- **Set exercise**: Rewrite the stretch of the items below that opens with the line containing "484, row 262." and closes with the line containing "column 505, row 238" as a numbered list, keeping both of those lines and leaving out blank lines and pictures. List nothing else.

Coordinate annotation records

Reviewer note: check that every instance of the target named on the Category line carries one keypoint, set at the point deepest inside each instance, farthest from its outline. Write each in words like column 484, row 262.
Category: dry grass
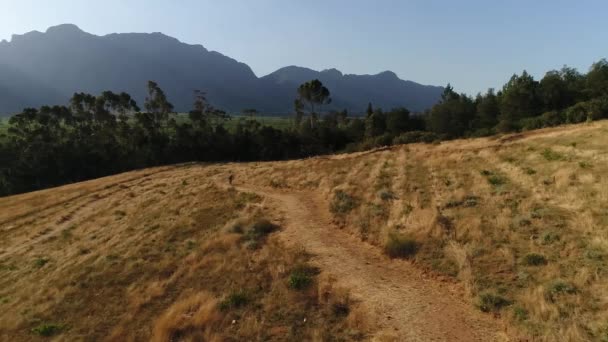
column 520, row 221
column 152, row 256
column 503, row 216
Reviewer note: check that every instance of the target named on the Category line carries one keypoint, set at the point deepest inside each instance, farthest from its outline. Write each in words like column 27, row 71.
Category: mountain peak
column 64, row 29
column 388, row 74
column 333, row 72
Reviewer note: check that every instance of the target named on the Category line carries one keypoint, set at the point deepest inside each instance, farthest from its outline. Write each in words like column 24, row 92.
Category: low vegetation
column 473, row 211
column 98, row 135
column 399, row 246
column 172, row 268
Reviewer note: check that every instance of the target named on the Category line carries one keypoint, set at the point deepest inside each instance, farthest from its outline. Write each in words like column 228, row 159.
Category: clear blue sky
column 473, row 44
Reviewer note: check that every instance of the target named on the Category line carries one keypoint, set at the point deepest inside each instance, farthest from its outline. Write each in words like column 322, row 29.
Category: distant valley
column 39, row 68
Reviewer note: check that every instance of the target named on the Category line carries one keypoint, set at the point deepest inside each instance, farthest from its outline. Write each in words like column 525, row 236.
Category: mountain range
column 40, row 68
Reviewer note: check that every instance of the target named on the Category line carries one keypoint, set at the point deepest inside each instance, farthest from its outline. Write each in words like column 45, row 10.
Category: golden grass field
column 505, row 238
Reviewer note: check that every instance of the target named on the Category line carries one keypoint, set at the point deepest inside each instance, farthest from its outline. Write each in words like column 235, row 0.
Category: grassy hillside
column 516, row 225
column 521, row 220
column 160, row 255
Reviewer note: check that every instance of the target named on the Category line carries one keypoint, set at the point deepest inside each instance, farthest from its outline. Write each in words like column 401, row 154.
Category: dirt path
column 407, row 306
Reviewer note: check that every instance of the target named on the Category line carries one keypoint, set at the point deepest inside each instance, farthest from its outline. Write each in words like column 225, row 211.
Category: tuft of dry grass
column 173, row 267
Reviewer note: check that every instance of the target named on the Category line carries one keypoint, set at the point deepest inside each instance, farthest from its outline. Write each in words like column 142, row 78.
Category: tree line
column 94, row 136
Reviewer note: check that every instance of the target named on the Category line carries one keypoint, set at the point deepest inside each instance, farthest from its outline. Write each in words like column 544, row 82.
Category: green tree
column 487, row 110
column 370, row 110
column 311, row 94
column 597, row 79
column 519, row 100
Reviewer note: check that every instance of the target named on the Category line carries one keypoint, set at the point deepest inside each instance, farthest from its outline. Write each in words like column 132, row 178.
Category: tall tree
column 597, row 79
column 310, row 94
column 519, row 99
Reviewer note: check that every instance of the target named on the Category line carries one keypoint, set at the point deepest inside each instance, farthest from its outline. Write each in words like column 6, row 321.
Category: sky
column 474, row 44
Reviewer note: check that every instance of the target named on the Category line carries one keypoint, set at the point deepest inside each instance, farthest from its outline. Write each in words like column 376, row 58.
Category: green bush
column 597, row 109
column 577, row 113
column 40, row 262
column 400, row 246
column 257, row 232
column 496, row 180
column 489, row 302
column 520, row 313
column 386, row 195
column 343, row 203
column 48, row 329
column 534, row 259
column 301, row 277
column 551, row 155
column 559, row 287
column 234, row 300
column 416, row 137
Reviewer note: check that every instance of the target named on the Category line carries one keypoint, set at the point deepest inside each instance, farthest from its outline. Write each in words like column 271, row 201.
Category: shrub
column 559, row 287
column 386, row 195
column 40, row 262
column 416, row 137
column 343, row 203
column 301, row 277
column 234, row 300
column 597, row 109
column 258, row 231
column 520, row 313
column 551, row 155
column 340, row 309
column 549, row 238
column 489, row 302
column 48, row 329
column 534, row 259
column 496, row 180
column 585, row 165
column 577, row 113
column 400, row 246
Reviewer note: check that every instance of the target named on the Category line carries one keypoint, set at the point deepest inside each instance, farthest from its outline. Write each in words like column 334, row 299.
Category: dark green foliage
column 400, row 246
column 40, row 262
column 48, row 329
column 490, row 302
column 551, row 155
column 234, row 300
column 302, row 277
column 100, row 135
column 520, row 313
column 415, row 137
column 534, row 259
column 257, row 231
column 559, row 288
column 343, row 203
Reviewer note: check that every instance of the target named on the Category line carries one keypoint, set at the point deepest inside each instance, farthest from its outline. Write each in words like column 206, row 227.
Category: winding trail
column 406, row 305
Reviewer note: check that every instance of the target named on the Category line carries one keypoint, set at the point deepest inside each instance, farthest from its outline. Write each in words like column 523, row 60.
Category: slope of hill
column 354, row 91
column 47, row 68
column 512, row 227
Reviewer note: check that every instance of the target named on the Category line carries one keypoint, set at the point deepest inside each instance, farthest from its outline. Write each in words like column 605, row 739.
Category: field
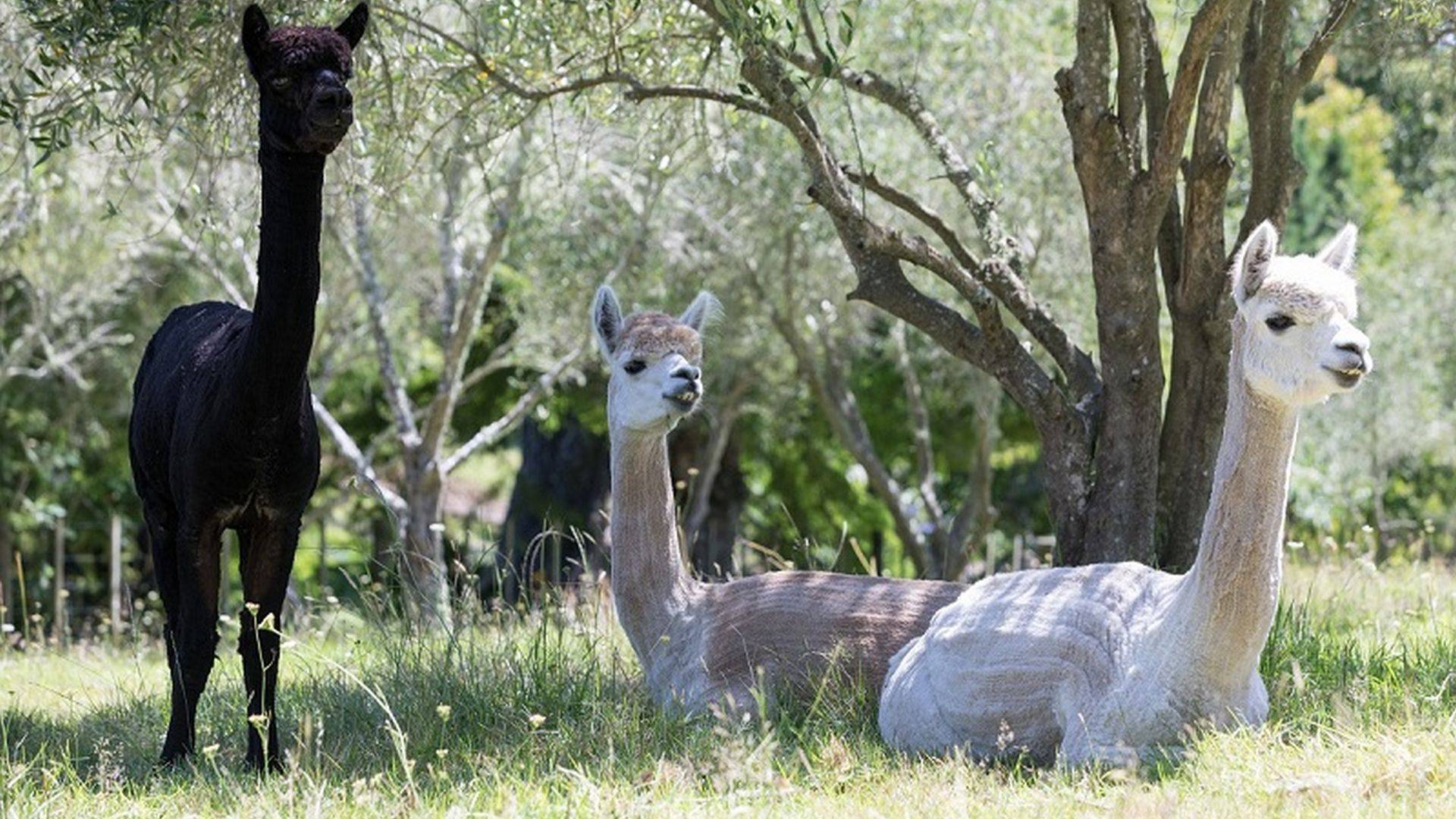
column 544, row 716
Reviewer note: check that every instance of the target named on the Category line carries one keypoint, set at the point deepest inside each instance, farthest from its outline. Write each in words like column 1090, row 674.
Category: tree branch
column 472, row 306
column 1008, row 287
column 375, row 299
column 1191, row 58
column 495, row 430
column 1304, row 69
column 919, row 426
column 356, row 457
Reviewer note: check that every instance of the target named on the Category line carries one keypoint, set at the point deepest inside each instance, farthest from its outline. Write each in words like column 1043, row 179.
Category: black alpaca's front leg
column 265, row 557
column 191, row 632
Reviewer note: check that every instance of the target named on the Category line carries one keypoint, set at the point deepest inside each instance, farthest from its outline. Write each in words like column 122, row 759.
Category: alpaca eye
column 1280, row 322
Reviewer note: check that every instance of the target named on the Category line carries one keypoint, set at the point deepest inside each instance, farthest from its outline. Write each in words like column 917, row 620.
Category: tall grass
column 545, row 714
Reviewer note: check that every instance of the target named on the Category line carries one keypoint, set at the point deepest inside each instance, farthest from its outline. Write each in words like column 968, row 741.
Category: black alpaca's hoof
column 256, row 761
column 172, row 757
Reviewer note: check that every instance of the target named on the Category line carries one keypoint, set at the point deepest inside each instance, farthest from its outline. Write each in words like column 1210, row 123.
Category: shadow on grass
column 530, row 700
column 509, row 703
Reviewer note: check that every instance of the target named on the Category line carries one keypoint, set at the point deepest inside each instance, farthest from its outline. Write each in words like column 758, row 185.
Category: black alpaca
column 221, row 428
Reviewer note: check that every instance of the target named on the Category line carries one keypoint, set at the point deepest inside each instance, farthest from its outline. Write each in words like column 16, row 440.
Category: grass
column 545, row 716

--

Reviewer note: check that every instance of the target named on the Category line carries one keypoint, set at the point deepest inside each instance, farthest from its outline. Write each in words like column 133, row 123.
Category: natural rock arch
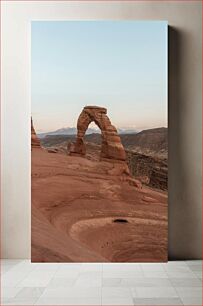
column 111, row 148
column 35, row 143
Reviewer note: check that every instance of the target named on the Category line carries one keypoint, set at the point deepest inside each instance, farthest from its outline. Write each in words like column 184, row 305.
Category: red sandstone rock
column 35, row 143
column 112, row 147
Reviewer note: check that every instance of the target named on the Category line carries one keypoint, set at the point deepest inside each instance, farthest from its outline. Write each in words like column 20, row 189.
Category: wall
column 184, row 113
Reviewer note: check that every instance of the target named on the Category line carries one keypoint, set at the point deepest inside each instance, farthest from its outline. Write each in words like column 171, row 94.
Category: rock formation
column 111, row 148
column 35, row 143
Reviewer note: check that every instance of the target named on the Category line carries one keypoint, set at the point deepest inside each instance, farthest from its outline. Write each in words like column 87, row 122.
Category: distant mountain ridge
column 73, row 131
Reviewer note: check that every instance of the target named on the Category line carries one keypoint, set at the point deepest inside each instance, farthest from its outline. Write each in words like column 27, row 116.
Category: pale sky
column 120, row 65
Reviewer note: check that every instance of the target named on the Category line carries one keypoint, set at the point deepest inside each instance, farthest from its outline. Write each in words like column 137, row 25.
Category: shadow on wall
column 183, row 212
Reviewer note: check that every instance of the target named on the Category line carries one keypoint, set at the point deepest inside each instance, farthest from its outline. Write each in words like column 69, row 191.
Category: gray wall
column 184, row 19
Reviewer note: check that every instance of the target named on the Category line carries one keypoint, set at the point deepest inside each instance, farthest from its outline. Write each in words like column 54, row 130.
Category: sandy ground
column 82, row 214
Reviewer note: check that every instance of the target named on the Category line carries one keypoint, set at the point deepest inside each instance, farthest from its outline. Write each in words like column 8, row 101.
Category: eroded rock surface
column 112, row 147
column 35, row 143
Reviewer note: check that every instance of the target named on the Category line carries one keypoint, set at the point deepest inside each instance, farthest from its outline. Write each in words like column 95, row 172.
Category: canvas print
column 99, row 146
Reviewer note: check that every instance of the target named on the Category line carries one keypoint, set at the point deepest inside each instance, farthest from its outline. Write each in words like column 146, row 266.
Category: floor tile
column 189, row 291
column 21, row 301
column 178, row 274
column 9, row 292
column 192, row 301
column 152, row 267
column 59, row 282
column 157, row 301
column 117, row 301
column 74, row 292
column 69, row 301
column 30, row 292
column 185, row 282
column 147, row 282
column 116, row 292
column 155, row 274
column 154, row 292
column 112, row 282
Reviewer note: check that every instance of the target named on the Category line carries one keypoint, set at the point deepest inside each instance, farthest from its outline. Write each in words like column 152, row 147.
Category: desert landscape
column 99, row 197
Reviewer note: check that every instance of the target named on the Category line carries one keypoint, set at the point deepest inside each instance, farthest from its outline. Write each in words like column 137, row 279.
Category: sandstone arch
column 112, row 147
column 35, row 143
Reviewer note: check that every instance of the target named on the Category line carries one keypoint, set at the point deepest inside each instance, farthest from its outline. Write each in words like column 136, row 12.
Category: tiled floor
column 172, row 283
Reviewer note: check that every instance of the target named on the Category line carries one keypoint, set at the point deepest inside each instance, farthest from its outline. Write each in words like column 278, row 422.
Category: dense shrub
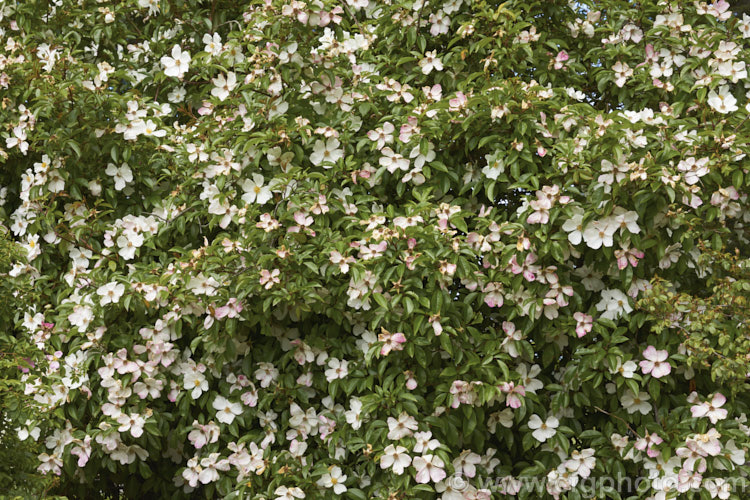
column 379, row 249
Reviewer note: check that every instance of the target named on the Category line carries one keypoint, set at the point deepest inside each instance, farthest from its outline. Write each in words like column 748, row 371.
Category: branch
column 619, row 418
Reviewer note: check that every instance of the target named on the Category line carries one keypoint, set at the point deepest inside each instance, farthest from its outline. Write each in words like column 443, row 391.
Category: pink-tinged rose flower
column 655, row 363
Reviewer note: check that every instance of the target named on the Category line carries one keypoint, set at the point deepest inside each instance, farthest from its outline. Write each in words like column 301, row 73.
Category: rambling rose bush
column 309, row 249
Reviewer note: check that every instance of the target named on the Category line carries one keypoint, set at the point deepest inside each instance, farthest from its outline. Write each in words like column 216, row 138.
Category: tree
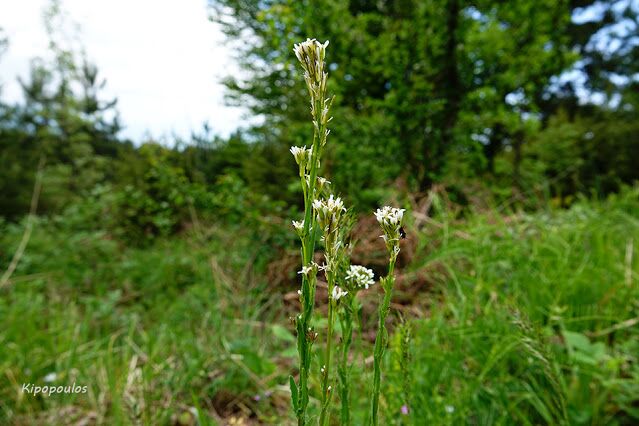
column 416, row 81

...

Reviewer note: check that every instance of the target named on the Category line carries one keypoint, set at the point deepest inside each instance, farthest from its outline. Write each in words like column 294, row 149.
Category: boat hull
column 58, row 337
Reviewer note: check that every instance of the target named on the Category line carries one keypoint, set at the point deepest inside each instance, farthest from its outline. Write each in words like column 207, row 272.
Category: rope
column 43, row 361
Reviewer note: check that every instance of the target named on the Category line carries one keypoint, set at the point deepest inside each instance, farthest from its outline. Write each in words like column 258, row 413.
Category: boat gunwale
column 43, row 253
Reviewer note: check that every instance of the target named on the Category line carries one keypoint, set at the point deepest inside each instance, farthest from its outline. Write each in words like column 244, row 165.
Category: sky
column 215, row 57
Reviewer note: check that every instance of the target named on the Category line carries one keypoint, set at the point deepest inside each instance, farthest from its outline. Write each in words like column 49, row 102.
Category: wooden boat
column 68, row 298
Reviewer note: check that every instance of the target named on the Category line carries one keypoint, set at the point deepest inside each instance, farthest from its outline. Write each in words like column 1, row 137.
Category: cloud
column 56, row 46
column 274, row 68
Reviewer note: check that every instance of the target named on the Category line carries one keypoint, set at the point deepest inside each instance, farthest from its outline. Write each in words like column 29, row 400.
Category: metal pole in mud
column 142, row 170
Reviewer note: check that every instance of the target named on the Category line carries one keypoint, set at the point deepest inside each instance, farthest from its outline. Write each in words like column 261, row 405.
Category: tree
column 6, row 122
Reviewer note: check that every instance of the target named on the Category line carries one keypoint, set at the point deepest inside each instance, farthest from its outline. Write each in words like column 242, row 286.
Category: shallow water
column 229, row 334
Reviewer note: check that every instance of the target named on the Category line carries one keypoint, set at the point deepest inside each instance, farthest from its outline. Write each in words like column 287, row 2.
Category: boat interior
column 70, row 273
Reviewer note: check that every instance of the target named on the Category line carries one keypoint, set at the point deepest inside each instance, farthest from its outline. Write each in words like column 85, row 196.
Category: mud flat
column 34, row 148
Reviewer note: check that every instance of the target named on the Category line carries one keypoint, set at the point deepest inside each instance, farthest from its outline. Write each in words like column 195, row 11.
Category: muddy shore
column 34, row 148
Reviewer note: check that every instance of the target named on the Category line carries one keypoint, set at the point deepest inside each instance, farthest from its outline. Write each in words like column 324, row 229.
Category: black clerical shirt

- **Correct result**:
1. Reviewer note: check that every instance of the target named on the Category line carries one keypoint, set at the point deepest inside each instance, farthest from its outline. Write each in words like column 484, row 262.
2. Category: dry grass
3. column 520, row 221
4. column 152, row 256
5. column 503, row 216
6. Reviewer note: check that every instance of the target named on the Category line carries one keypoint, set at the point deepest inside each instance, farthest from its outline. Write each in words like column 27, row 71.
7. Category: mountain peak
8. column 64, row 29
9. column 388, row 74
10. column 333, row 72
11. Reviewer note: check that every instance of the target named on the Category line carries one keypoint, set at the point deepest inside each instance, farthest from its outline. Write each in words like column 24, row 92.
12. Category: low vegetation
13. column 473, row 211
14. column 98, row 135
15. column 399, row 246
16. column 172, row 268
17. Reviewer note: check that every instance of the target named on the Category line carries one keypoint, set at the point deepest inside each instance, farthest from its outline. Write each in words like column 228, row 159.
18. Category: clear blue sky
19. column 473, row 44
20. Reviewer note: check that every instance of the target named on the Category line carries one keypoint, set at the point deepest inside each instance, farthest from its outline. Write each in words like column 322, row 29.
21. Category: distant valley
22. column 39, row 68
23. Reviewer note: check that every instance of the target named on the Category line carries one keypoint, set at the point deepest inside each instance, farthest from its outline. Write each in words like column 525, row 236.
24. Category: mountain range
25. column 40, row 68
26. Reviewer note: check that every instance of the target named on the Category line carries one keypoint, set at the point deepest inside each instance, farthest from its outline. Write each in words like column 45, row 10.
27. Category: golden grass field
28. column 505, row 238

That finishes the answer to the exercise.